• _Goal of the exercise_:
Note the line where "of the green" appears in the data below; write it out exactly, along with every line that comes after it to the end.

#### Records for processing ####

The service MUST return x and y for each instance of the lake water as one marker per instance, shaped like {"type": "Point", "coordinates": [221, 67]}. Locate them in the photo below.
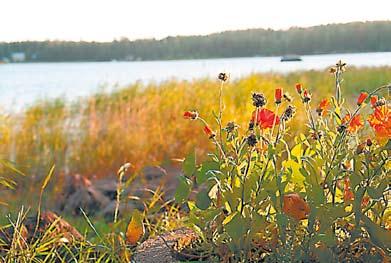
{"type": "Point", "coordinates": [23, 84]}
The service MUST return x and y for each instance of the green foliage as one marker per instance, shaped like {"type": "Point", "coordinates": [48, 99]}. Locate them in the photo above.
{"type": "Point", "coordinates": [295, 200]}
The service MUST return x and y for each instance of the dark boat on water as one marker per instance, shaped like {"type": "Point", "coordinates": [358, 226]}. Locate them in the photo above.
{"type": "Point", "coordinates": [289, 58]}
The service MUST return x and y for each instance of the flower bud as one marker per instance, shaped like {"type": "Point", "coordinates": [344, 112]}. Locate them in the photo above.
{"type": "Point", "coordinates": [259, 100]}
{"type": "Point", "coordinates": [278, 95]}
{"type": "Point", "coordinates": [299, 88]}
{"type": "Point", "coordinates": [252, 140]}
{"type": "Point", "coordinates": [362, 98]}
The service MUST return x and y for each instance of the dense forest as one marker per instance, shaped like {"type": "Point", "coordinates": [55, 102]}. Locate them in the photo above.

####

• _Task output_:
The service MUST return x and y for each instance of the green foliage as one marker per instance, shaped like {"type": "Point", "coordinates": [48, 99]}. Locate them in the photo above.
{"type": "Point", "coordinates": [295, 200]}
The service MUST return x and y for each instance of the dark boat on water as one marker per instance, shaped like {"type": "Point", "coordinates": [358, 226]}. Locate them in the photo above.
{"type": "Point", "coordinates": [289, 58]}
The service MUST return x and y for each instance of the flower bud as one marker per instance, shaped like {"type": "Point", "coordinates": [344, 112]}. Locate them in the photo above.
{"type": "Point", "coordinates": [259, 100]}
{"type": "Point", "coordinates": [278, 95]}
{"type": "Point", "coordinates": [299, 88]}
{"type": "Point", "coordinates": [252, 140]}
{"type": "Point", "coordinates": [362, 98]}
The service MUST return x and y for each instance of the dense forest as one marker per instance, shaped like {"type": "Point", "coordinates": [55, 102]}. Locate them in the photo above.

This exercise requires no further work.